::: Provided information :::
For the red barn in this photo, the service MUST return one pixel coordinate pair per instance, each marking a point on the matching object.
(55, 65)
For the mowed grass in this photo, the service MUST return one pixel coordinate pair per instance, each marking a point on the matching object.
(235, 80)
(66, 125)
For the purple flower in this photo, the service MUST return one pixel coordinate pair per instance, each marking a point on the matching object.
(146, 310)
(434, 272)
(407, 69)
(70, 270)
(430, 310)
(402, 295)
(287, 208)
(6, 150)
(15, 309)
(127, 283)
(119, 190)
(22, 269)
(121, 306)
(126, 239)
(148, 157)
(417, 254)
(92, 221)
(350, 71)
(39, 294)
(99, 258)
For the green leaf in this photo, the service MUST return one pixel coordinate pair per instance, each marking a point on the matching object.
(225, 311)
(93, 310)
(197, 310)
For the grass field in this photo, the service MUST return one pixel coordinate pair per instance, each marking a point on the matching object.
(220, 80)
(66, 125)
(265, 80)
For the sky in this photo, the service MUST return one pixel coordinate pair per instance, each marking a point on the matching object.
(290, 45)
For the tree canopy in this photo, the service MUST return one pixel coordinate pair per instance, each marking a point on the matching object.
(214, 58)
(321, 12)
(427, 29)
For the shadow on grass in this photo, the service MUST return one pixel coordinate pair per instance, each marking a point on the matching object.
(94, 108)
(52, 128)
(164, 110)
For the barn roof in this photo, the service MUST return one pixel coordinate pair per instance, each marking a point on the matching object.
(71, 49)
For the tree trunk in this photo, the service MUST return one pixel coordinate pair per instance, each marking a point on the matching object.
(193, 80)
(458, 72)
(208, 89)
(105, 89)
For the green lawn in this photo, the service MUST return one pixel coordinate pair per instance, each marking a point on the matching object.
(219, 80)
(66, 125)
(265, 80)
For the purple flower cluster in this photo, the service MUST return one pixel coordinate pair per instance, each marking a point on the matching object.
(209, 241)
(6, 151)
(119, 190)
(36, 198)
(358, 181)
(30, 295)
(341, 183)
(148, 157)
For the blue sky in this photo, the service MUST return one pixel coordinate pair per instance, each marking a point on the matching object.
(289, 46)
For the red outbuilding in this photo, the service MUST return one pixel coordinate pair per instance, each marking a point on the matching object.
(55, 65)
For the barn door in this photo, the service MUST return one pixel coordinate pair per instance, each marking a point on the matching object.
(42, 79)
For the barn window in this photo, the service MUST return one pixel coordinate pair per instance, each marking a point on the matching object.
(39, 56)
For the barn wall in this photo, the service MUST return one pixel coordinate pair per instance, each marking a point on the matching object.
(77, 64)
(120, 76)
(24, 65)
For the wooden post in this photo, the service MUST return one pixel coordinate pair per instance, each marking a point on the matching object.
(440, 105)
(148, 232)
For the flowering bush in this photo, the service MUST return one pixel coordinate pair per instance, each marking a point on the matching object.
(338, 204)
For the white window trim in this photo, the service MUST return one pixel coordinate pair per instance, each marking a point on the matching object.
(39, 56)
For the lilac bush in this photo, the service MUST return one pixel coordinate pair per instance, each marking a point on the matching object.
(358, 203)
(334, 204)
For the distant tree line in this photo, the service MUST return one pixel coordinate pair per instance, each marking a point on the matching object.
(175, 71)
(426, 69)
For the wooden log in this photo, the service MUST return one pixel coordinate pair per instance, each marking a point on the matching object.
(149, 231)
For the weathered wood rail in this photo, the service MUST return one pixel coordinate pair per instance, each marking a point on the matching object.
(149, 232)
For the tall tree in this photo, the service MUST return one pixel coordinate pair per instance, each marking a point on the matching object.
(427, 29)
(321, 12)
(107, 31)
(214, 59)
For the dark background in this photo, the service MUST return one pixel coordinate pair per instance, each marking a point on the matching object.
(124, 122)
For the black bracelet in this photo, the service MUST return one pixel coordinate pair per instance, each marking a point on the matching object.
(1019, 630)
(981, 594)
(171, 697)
:::
::: Provided information :::
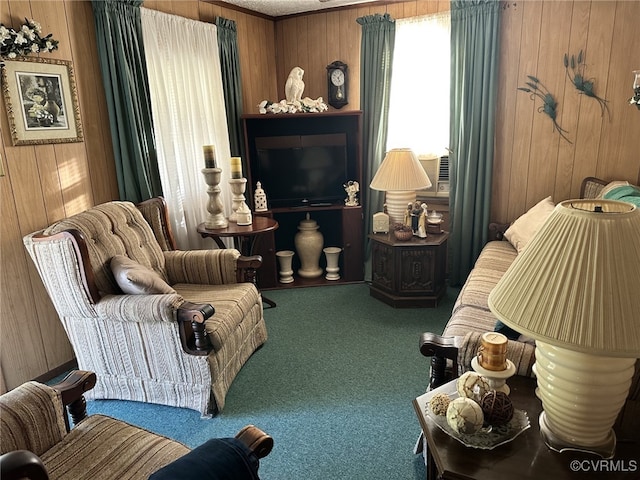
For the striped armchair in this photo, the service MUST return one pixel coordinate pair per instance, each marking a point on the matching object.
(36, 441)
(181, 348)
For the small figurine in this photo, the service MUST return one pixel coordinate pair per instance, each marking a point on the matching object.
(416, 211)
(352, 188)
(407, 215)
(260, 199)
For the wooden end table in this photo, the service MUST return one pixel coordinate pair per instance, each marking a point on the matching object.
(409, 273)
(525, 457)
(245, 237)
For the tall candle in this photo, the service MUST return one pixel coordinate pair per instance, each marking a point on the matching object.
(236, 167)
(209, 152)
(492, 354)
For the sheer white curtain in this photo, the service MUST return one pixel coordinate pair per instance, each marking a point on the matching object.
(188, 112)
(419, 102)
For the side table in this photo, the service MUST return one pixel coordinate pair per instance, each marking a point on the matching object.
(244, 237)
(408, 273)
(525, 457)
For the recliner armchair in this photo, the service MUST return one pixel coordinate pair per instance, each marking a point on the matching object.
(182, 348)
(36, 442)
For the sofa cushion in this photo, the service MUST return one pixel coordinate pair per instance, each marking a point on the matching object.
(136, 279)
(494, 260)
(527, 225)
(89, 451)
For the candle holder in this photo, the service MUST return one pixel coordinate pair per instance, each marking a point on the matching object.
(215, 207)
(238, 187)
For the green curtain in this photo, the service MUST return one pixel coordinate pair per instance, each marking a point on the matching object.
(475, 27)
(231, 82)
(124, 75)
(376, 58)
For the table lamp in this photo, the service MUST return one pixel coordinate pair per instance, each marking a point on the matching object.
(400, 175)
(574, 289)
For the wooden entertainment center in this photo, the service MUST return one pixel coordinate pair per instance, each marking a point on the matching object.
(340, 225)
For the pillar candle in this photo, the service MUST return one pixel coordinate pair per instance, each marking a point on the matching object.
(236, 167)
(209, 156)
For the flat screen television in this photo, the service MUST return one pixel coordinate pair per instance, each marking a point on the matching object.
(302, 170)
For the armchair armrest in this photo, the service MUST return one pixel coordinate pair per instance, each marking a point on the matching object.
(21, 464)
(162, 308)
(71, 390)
:::
[Your instructions] Count the lines in the material above that contain the string "bush", treating uppercase and lowercase as different. Give only the number.

[Output of the exercise] 2